Document extract:
The earlier of the two is the Second Symphony, a live broadcast from Helsinki in July 1962. He was always a powerful and charismatic conductor of this repertoire, cultivating a rich bottom to top string sonority but allowing room for brass and winds to cut through or rise above the string carpet. He takes tempi very similar to those of Jussi Jalas (see review), Sibelius’ son-in-law whose Berlin recording was made about a decade before Jensen’s. I am working from a copy in which the track timings for this work have gone haywire and which I assume will be corrected. If you happen to receive the kind of copy I did, be aware that the first track is correct but that tracks two and three are the slow movement (they run into each other) whilst track four contains the scherzo and finale.
Symphony No 7 was recorded only five months before Jensen’s death. It takes a standard, and to me, perfectly paced twenty-one and a half minutes and comes from a studio broadcast given in the Danish Radio Concert Hall. Though it’s significantly slower than accounts by such conductors as Nils-Eric Fougstedt (review) and Carl von Garaguly (review), it is more overtly expressive than their accounts. Notwithstanding his hearing loss, he – and the orchestra – manage to negotiate the symphony’s organic development, and its kaleidoscopic emotionalism, from a surprisingly naked tenderness to moments of the utmost grandeur. Not everything is perfect but much is exceptionally vivid.

Short problem 1:
Rescale the records from the line holding "Tag verification: snail." through the end of the records, inclusive. Give all those lines again, requests included, with every bounding-box coordinate in the answers multiplied by 1.35 and rounded to whole numbers (halves up), and leave the pictures out.

Provided data:
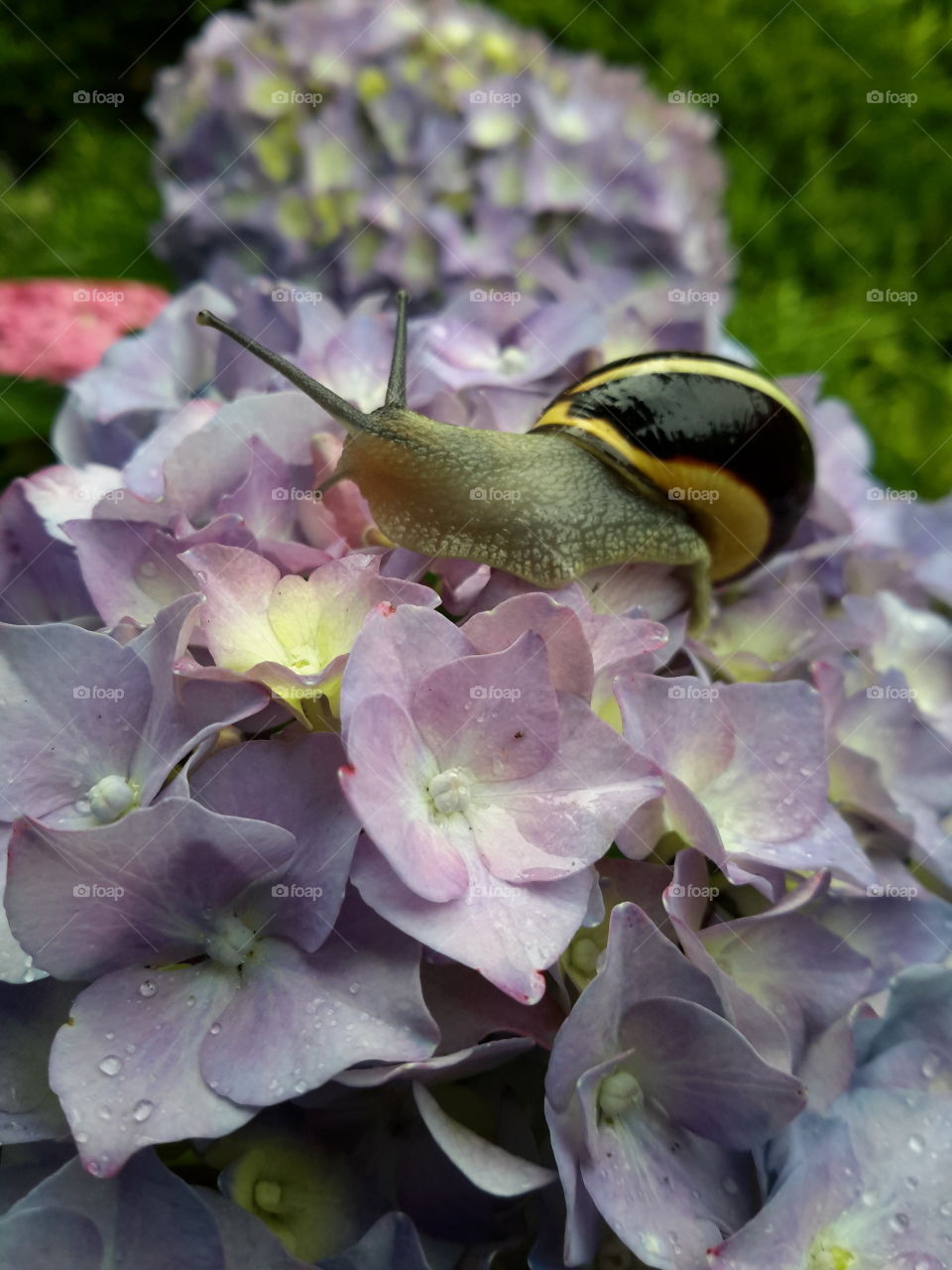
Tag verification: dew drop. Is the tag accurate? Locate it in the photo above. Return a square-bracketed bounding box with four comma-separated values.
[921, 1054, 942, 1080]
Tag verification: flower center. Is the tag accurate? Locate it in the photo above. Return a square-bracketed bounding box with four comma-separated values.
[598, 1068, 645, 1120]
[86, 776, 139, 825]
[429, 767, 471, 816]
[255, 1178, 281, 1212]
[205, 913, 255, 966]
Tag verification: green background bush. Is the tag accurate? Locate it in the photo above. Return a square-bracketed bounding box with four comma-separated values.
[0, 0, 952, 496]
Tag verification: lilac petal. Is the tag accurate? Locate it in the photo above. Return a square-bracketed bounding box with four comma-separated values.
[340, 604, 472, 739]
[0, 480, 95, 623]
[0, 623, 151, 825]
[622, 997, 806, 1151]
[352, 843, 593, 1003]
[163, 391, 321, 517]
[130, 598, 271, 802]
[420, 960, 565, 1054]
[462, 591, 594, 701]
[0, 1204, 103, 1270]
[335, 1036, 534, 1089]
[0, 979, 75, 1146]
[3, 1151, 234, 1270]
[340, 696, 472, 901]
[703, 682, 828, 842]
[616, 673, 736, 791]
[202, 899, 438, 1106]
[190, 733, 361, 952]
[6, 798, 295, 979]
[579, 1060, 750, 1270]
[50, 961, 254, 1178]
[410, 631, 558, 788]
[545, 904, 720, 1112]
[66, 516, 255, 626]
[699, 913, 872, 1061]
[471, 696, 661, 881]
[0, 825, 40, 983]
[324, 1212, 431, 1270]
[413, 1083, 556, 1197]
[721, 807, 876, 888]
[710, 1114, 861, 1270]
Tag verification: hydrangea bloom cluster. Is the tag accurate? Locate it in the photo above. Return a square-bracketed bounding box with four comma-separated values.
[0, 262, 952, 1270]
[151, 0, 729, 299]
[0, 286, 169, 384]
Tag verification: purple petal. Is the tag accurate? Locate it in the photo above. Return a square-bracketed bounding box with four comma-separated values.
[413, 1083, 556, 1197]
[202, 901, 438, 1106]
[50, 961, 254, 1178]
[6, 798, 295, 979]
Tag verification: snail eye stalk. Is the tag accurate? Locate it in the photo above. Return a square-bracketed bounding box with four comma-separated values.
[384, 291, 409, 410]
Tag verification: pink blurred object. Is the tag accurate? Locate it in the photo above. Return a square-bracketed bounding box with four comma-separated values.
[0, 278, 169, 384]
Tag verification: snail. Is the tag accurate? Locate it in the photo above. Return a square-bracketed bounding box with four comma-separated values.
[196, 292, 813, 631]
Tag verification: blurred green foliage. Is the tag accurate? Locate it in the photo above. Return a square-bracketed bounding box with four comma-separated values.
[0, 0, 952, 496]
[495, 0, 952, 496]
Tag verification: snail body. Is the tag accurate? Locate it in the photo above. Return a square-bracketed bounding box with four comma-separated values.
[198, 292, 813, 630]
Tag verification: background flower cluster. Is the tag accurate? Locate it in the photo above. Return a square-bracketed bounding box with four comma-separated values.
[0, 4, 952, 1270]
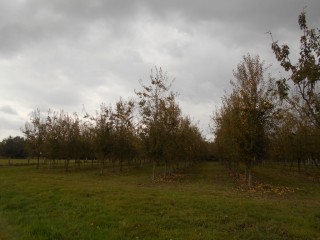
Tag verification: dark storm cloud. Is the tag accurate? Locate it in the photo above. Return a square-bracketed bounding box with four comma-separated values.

Short problem 2:
In the Sibelius recordings review, where was the Symphony No 7 broadcast given?

Exercise output 1:
Tag verification: snail. Is the tag accurate? Locate it in the photo above. Return a square-bracketed bounding box with four comma-separated values.
[265, 394, 1098, 852]
Tag verification: blurred green foliage. Is the tag accurate? Locate it in the photo above. Return a square-bracketed bounding box with four comma-separated values.
[0, 0, 1285, 670]
[668, 0, 1285, 670]
Tag verification: snail body. Is the tag accurate? Locate it in the photo above. Return a square-bracketed bounding box with four comma-separated values.
[267, 394, 1098, 851]
Tag verification: background flower cluster. Is the tag accurate? Locate it in the photo above. Return a square-bracketed bounding box with four comma-separated values.
[0, 5, 1285, 1715]
Tag verification: dark storm cloud. Is the tag accurate? Locate it in the photo above. Return a square-bracketed bounding box with four comma-separated values.

Exercise output 2:
In the Danish Radio Concert Hall.